_YOUR OBJECTIVE_. Starting at the beginning of the entries and ending at the line containing "[[347, 0], [240, 0], [237, 175], [346, 173]]", give those lines again with "beige curtain" switched to "gray curtain" and everything else left unchanged.

----

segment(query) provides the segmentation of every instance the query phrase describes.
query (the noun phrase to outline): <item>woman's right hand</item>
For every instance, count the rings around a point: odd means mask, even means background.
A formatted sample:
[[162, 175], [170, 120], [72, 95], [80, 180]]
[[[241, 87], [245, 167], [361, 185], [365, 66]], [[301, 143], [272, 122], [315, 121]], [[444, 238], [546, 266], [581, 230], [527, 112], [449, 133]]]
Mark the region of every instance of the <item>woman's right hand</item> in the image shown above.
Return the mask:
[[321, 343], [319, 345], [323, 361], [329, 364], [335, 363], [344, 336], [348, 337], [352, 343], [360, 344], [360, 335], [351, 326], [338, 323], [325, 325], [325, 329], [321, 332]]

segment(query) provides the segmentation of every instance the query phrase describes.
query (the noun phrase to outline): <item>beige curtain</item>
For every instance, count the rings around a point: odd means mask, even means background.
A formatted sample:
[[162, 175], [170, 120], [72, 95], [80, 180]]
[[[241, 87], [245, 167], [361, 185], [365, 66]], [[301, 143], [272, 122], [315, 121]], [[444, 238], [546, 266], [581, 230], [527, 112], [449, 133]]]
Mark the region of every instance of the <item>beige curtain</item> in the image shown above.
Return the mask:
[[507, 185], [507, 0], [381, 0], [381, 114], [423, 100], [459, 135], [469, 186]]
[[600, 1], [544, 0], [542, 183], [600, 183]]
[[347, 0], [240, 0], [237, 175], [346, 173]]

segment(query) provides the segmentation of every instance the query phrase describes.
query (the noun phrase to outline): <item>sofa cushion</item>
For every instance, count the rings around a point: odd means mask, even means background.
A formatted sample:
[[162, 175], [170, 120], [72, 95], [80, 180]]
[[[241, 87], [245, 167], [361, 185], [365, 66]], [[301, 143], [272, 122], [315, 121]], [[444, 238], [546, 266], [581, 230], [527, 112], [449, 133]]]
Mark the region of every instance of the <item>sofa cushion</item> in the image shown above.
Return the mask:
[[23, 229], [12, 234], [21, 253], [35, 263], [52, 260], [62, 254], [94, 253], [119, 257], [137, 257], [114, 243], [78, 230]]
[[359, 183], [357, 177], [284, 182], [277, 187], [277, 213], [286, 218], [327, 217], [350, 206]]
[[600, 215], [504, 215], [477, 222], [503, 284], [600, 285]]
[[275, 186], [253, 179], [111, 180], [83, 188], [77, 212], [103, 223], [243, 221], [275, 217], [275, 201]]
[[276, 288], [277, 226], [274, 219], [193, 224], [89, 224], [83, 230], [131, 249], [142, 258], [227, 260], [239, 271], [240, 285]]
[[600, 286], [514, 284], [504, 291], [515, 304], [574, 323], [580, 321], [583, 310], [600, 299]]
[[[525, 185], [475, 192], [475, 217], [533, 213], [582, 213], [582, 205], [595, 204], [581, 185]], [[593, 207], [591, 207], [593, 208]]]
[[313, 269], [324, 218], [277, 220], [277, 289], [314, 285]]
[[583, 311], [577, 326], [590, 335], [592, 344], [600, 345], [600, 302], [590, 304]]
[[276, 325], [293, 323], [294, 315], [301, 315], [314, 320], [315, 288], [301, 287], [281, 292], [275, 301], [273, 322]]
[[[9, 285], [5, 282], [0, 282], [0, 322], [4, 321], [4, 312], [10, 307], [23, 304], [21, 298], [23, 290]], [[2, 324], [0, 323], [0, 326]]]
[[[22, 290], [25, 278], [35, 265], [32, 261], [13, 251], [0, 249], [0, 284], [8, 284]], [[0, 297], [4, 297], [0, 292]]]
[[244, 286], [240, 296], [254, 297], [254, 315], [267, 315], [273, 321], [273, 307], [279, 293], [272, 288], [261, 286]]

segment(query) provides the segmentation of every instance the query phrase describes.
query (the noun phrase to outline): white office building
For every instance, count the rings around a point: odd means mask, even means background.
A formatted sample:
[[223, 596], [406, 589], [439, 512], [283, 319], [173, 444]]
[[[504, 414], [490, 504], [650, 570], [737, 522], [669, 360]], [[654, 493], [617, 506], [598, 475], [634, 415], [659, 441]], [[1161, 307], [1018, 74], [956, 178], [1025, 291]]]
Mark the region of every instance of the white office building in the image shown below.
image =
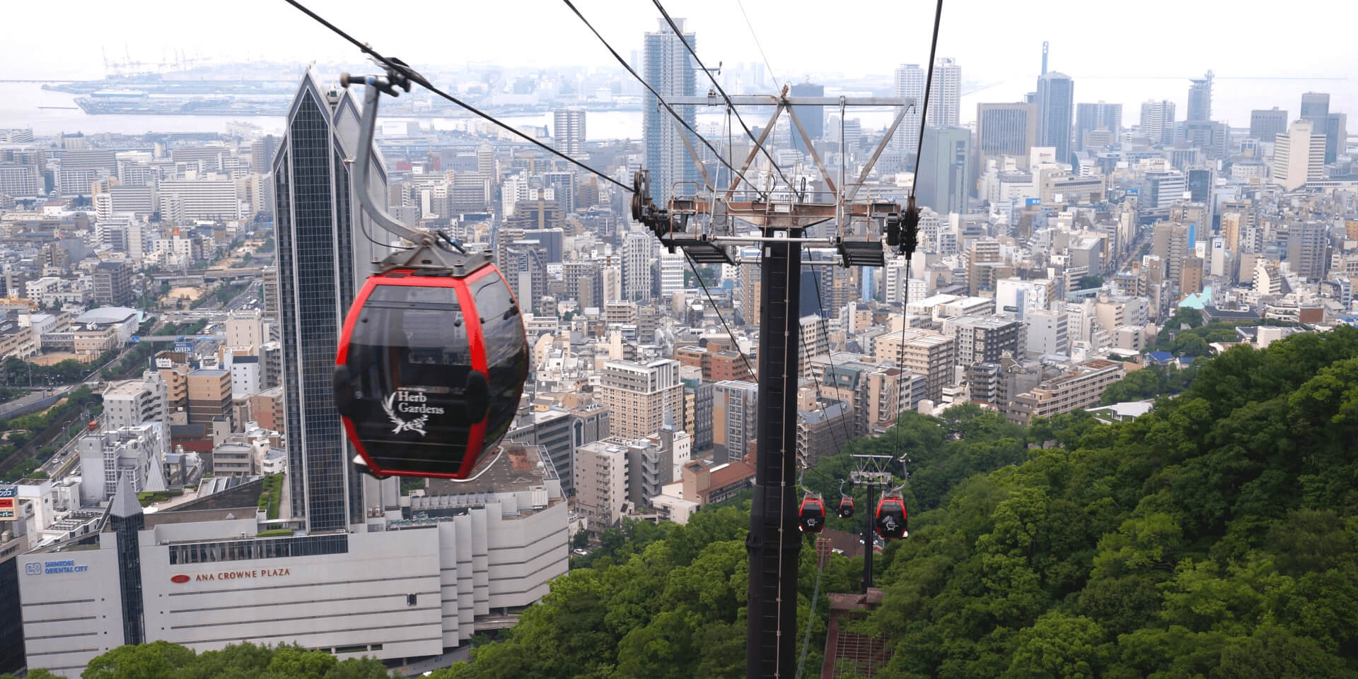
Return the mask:
[[145, 421], [84, 435], [80, 453], [80, 506], [98, 507], [113, 497], [118, 478], [133, 492], [164, 491], [164, 457], [170, 431], [162, 421]]
[[136, 427], [144, 421], [166, 421], [170, 416], [168, 388], [160, 373], [148, 370], [141, 379], [114, 382], [103, 390], [106, 430]]
[[441, 655], [512, 626], [566, 572], [566, 504], [545, 459], [507, 447], [478, 481], [402, 499], [409, 518], [367, 533], [259, 537], [259, 481], [155, 514], [120, 481], [100, 533], [18, 557], [27, 665], [75, 679], [95, 656], [156, 640]]
[[1306, 182], [1324, 179], [1325, 134], [1310, 121], [1297, 121], [1274, 138], [1272, 183], [1296, 191]]

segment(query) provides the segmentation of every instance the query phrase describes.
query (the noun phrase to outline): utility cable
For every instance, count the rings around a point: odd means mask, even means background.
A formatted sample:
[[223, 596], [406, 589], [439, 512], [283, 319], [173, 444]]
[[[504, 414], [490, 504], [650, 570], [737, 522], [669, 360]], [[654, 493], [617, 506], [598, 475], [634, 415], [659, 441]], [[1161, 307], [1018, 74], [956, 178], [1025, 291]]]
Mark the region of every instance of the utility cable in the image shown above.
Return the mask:
[[[910, 259], [914, 258], [915, 244], [918, 243], [918, 239], [919, 239], [919, 218], [918, 218], [918, 213], [915, 211], [917, 210], [915, 209], [915, 187], [919, 186], [919, 155], [921, 155], [921, 152], [923, 150], [923, 146], [925, 146], [925, 133], [923, 133], [923, 130], [925, 130], [926, 122], [929, 121], [929, 92], [933, 88], [933, 73], [934, 73], [934, 69], [936, 69], [936, 66], [934, 66], [934, 54], [938, 50], [938, 24], [940, 24], [941, 20], [942, 20], [942, 0], [938, 0], [938, 5], [934, 9], [933, 38], [929, 41], [929, 76], [925, 79], [925, 106], [923, 106], [923, 108], [921, 108], [921, 112], [919, 112], [919, 140], [917, 140], [917, 142], [915, 142], [915, 173], [914, 173], [914, 179], [911, 179], [911, 182], [910, 182], [910, 198], [907, 201], [907, 205], [909, 205], [907, 211], [911, 214], [911, 218], [909, 220], [909, 222], [906, 225], [906, 229], [909, 229], [909, 233], [903, 233], [902, 234], [902, 248], [900, 248], [902, 253], [906, 256], [906, 281], [904, 281], [906, 285], [904, 285], [904, 290], [902, 291], [902, 302], [900, 302], [900, 347], [899, 347], [900, 354], [899, 355], [900, 355], [900, 363], [902, 363], [900, 367], [902, 369], [904, 369], [903, 363], [906, 362], [904, 361], [904, 358], [906, 358], [906, 327], [910, 323]], [[929, 379], [928, 374], [925, 374], [925, 379], [926, 381]], [[898, 403], [899, 403], [899, 396], [898, 396]], [[900, 443], [902, 443], [902, 439], [904, 438], [904, 434], [902, 434], [899, 431], [899, 426], [900, 426], [900, 413], [898, 412], [896, 413], [896, 421], [895, 421], [895, 424], [892, 424], [892, 428], [898, 428], [898, 431], [896, 431], [896, 457], [900, 457]]]
[[736, 7], [740, 8], [740, 16], [746, 18], [746, 26], [750, 27], [750, 37], [755, 41], [755, 47], [759, 47], [759, 57], [765, 60], [765, 68], [769, 69], [769, 77], [773, 79], [774, 84], [778, 84], [778, 76], [773, 73], [773, 64], [769, 64], [769, 56], [763, 53], [763, 45], [759, 43], [759, 35], [755, 35], [755, 24], [750, 23], [750, 15], [746, 14], [746, 5], [736, 0]]
[[[934, 53], [938, 49], [938, 23], [941, 19], [942, 0], [938, 0], [938, 8], [934, 9], [934, 34], [933, 39], [929, 41], [929, 76], [925, 77], [925, 106], [919, 110], [919, 138], [915, 140], [915, 178], [919, 176], [919, 153], [925, 148], [925, 126], [929, 123], [929, 91], [933, 89], [933, 72], [937, 68], [934, 65]], [[910, 182], [910, 198], [915, 197], [917, 186], [919, 186], [919, 182], [913, 179]]]
[[[815, 283], [816, 283], [816, 306], [820, 309], [820, 317], [824, 318], [826, 317], [826, 302], [820, 297], [820, 272], [812, 271], [811, 274], [813, 276], [812, 281], [815, 281]], [[828, 339], [830, 339], [828, 337], [828, 335], [830, 335], [830, 327], [828, 325], [830, 325], [828, 321], [826, 321], [826, 340], [827, 340], [826, 344], [828, 344]], [[839, 385], [839, 382], [838, 382], [838, 379], [839, 379], [839, 371], [835, 367], [835, 352], [834, 352], [834, 348], [828, 348], [827, 347], [826, 356], [830, 358], [830, 373], [835, 374], [835, 386], [838, 388], [838, 385]], [[826, 375], [822, 375], [820, 384], [822, 385], [826, 384]], [[816, 400], [818, 401], [820, 400], [820, 394], [816, 394]], [[841, 424], [843, 424], [843, 427], [841, 427], [841, 428], [845, 430], [845, 443], [847, 445], [850, 440], [853, 440], [853, 430], [849, 428], [849, 420], [843, 419], [843, 401], [839, 401], [839, 404], [841, 404], [839, 405], [839, 415], [841, 415], [839, 421], [841, 421]], [[826, 416], [826, 404], [824, 404], [824, 401], [820, 403], [820, 416], [822, 417], [827, 417]], [[834, 428], [831, 428], [830, 431], [831, 431], [831, 438], [834, 438]], [[835, 445], [838, 445], [838, 440], [835, 442]], [[842, 447], [839, 450], [843, 451]]]
[[702, 60], [698, 57], [698, 53], [693, 49], [693, 45], [689, 45], [689, 39], [683, 37], [683, 31], [679, 30], [679, 24], [676, 24], [675, 20], [669, 16], [669, 12], [665, 11], [665, 7], [660, 4], [660, 0], [652, 0], [652, 1], [655, 3], [656, 9], [660, 9], [660, 15], [665, 18], [665, 23], [669, 24], [669, 30], [675, 31], [675, 37], [678, 37], [679, 42], [682, 42], [684, 49], [689, 50], [689, 54], [693, 56], [693, 60], [698, 62], [698, 69], [708, 75], [708, 80], [712, 80], [713, 87], [716, 87], [717, 92], [721, 94], [721, 99], [727, 102], [727, 107], [735, 111], [736, 122], [739, 122], [740, 127], [746, 130], [746, 136], [750, 137], [750, 141], [755, 142], [755, 146], [763, 152], [765, 157], [769, 159], [769, 164], [773, 165], [773, 169], [778, 172], [779, 178], [782, 178], [782, 183], [788, 184], [788, 190], [792, 191], [792, 182], [788, 179], [788, 175], [782, 173], [782, 168], [779, 168], [778, 163], [773, 160], [773, 156], [769, 153], [769, 149], [766, 149], [763, 144], [759, 144], [759, 140], [755, 138], [755, 134], [750, 131], [750, 126], [746, 125], [746, 121], [743, 118], [740, 118], [740, 111], [736, 111], [735, 104], [731, 103], [731, 96], [727, 96], [727, 91], [721, 87], [721, 83], [717, 83], [716, 76], [713, 76], [712, 72], [708, 70], [708, 66], [703, 65]]
[[[674, 107], [669, 106], [669, 102], [665, 102], [665, 98], [660, 96], [660, 92], [657, 92], [656, 88], [650, 87], [650, 83], [646, 83], [646, 80], [644, 77], [641, 77], [641, 75], [637, 73], [631, 68], [631, 64], [627, 64], [627, 60], [622, 58], [622, 54], [618, 54], [618, 50], [612, 49], [612, 45], [608, 45], [608, 41], [606, 41], [603, 38], [603, 35], [599, 34], [599, 30], [595, 28], [592, 23], [589, 23], [589, 19], [585, 19], [585, 15], [580, 14], [580, 9], [576, 8], [574, 3], [572, 3], [570, 0], [562, 0], [562, 1], [566, 3], [566, 7], [569, 7], [570, 11], [574, 12], [576, 16], [579, 16], [581, 22], [584, 22], [585, 27], [589, 28], [589, 33], [593, 33], [595, 38], [599, 38], [599, 42], [602, 42], [603, 46], [604, 46], [604, 49], [607, 49], [608, 53], [612, 54], [612, 58], [618, 60], [618, 64], [621, 64], [622, 68], [625, 68], [627, 70], [627, 73], [631, 73], [631, 77], [637, 79], [637, 81], [641, 83], [642, 87], [645, 87], [646, 89], [649, 89], [650, 94], [655, 95], [657, 100], [660, 100], [660, 106], [664, 106], [665, 111], [669, 111], [669, 115], [672, 115], [674, 119], [678, 121], [679, 125], [683, 126], [683, 129], [686, 129], [690, 133], [693, 133], [693, 136], [697, 137], [698, 141], [701, 141], [705, 146], [708, 146], [708, 150], [710, 150], [712, 155], [717, 157], [717, 161], [721, 163], [722, 165], [727, 165], [727, 169], [729, 169], [731, 172], [735, 172], [735, 175], [739, 176], [741, 182], [744, 182], [744, 183], [747, 183], [750, 186], [754, 186], [754, 184], [750, 183], [748, 179], [746, 179], [744, 175], [740, 173], [739, 169], [736, 169], [735, 167], [732, 167], [731, 163], [727, 161], [727, 159], [721, 157], [721, 153], [717, 152], [717, 149], [712, 145], [712, 142], [709, 142], [702, 134], [698, 134], [698, 130], [693, 129], [693, 126], [690, 126], [683, 119], [682, 115], [679, 115], [678, 112], [675, 112]], [[716, 190], [717, 187], [712, 187], [712, 188]]]
[[303, 5], [301, 3], [299, 3], [297, 0], [284, 0], [284, 1], [288, 3], [288, 4], [291, 4], [292, 7], [296, 7], [299, 11], [301, 11], [301, 14], [304, 14], [304, 15], [315, 19], [316, 22], [319, 22], [326, 28], [330, 28], [330, 31], [334, 33], [335, 35], [338, 35], [338, 37], [349, 41], [353, 46], [359, 47], [364, 54], [368, 54], [369, 57], [380, 61], [384, 66], [390, 68], [391, 70], [394, 70], [397, 73], [401, 73], [402, 76], [405, 76], [406, 79], [409, 79], [411, 83], [416, 83], [417, 85], [428, 89], [429, 92], [433, 92], [435, 95], [439, 95], [440, 98], [447, 99], [448, 102], [452, 102], [452, 103], [455, 103], [455, 104], [458, 104], [458, 106], [460, 106], [460, 107], [471, 111], [473, 114], [483, 118], [485, 121], [493, 123], [494, 126], [497, 126], [497, 127], [500, 127], [500, 129], [502, 129], [502, 130], [505, 130], [505, 131], [508, 131], [508, 133], [511, 133], [511, 134], [513, 134], [513, 136], [516, 136], [516, 137], [527, 141], [528, 144], [532, 144], [532, 145], [535, 145], [535, 146], [546, 150], [547, 153], [551, 153], [553, 156], [557, 156], [557, 157], [559, 157], [559, 159], [562, 159], [562, 160], [565, 160], [565, 161], [568, 161], [568, 163], [570, 163], [570, 164], [573, 164], [573, 165], [576, 165], [576, 167], [579, 167], [581, 169], [592, 172], [595, 175], [598, 175], [599, 178], [602, 178], [602, 179], [604, 179], [607, 182], [611, 182], [612, 184], [617, 184], [618, 188], [622, 188], [623, 191], [627, 191], [629, 194], [633, 192], [630, 186], [623, 184], [622, 182], [618, 182], [617, 179], [614, 179], [614, 178], [611, 178], [611, 176], [608, 176], [608, 175], [606, 175], [606, 173], [603, 173], [603, 172], [600, 172], [600, 171], [598, 171], [598, 169], [595, 169], [595, 168], [592, 168], [589, 165], [585, 165], [584, 163], [581, 163], [581, 161], [579, 161], [579, 160], [576, 160], [576, 159], [573, 159], [573, 157], [570, 157], [570, 156], [568, 156], [568, 155], [565, 155], [565, 153], [562, 153], [562, 152], [559, 152], [559, 150], [557, 150], [557, 149], [554, 149], [554, 148], [551, 148], [551, 146], [549, 146], [549, 145], [546, 145], [546, 144], [543, 144], [543, 142], [540, 142], [540, 141], [538, 141], [538, 140], [535, 140], [535, 138], [532, 138], [532, 137], [530, 137], [530, 136], [527, 136], [527, 134], [524, 134], [524, 133], [521, 133], [521, 131], [519, 131], [519, 130], [516, 130], [513, 127], [511, 127], [508, 123], [505, 123], [505, 122], [500, 121], [498, 118], [496, 118], [496, 117], [493, 117], [493, 115], [490, 115], [490, 114], [488, 114], [488, 112], [477, 108], [475, 106], [471, 106], [471, 104], [463, 102], [462, 99], [458, 99], [456, 96], [452, 96], [448, 92], [444, 92], [443, 89], [439, 89], [432, 83], [429, 83], [429, 80], [426, 80], [424, 76], [421, 76], [418, 72], [416, 72], [414, 69], [411, 69], [410, 66], [407, 66], [405, 62], [402, 62], [399, 60], [392, 60], [392, 58], [383, 57], [375, 49], [369, 47], [368, 43], [359, 42], [357, 38], [354, 38], [353, 35], [349, 35], [348, 33], [342, 31], [335, 24], [327, 22], [319, 14], [312, 12], [311, 9], [307, 9], [307, 7]]
[[702, 281], [702, 274], [698, 272], [698, 267], [693, 263], [693, 256], [689, 251], [684, 251], [683, 259], [689, 262], [689, 268], [693, 270], [693, 276], [698, 279], [698, 285], [702, 287], [702, 294], [708, 295], [708, 304], [712, 305], [712, 310], [717, 312], [717, 320], [721, 321], [721, 327], [727, 329], [727, 336], [731, 337], [731, 344], [740, 354], [740, 359], [746, 362], [746, 370], [750, 370], [750, 377], [755, 384], [758, 384], [759, 374], [755, 373], [755, 366], [750, 365], [750, 356], [744, 351], [740, 351], [740, 343], [736, 342], [736, 333], [731, 332], [731, 325], [727, 325], [727, 318], [721, 316], [721, 308], [717, 306], [717, 301], [712, 298], [712, 293], [708, 290], [708, 283]]
[[[820, 538], [816, 538], [819, 542]], [[801, 637], [801, 660], [797, 661], [797, 679], [801, 679], [801, 671], [807, 667], [807, 651], [811, 649], [811, 627], [816, 625], [816, 603], [820, 602], [820, 576], [826, 575], [826, 561], [830, 561], [828, 554], [822, 556], [820, 550], [816, 550], [816, 591], [811, 595], [811, 615], [807, 617], [807, 633]]]

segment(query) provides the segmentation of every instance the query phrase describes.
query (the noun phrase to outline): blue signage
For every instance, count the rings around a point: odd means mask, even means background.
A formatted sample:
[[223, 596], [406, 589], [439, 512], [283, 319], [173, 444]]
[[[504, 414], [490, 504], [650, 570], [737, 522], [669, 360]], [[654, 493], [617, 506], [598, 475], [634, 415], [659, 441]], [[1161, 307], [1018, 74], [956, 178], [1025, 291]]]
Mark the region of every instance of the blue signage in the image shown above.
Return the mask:
[[88, 571], [87, 565], [76, 565], [73, 560], [64, 561], [34, 561], [31, 564], [24, 564], [23, 572], [26, 575], [57, 575], [57, 573], [83, 573]]

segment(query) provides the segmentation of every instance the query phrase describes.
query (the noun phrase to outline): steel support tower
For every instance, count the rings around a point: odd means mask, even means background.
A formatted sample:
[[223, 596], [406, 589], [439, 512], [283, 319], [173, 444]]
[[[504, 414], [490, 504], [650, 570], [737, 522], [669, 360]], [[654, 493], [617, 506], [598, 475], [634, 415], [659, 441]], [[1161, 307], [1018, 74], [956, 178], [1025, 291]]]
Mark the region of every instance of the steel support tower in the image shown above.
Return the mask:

----

_OUTPUT_.
segment(query) provides the segmentation of every instance the query phrase describes.
query (the noun phrase to outline): <item>woman's right hand</item>
For every instance, count the rings around a point: odd means mask, even means background.
A formatted sample:
[[162, 175], [170, 120], [72, 95], [80, 180]]
[[[241, 87], [245, 167], [361, 185], [365, 66]], [[301, 143], [272, 122], [315, 121]], [[444, 238], [546, 266], [581, 230], [527, 112], [449, 133]]]
Mark the region of every instance of the <item>woman's right hand</item> in the image shown above.
Return the mask:
[[321, 343], [319, 345], [323, 361], [329, 364], [335, 363], [344, 336], [348, 337], [352, 343], [360, 344], [360, 335], [351, 326], [338, 323], [325, 325], [325, 329], [321, 332]]

segment(query) provides the segmentation of every instance the query phrase describes.
query (the noun phrase to outline): <item>gray curtain</item>
For every instance, count the rings around a point: odd means mask, even means background.
A formatted sample:
[[162, 175], [170, 120], [72, 95], [80, 180]]
[[[241, 87], [245, 167], [361, 185], [365, 66]], [[301, 143], [272, 122], [315, 121]], [[444, 238], [546, 266], [581, 230], [527, 112], [449, 133]]]
Mark the region of every instance of the <item>gray curtain</item> in the image shown above.
Return the mask:
[[507, 185], [507, 0], [381, 0], [381, 114], [423, 100], [459, 135], [469, 186]]
[[600, 1], [544, 0], [542, 183], [600, 183]]
[[347, 0], [240, 0], [237, 175], [346, 173]]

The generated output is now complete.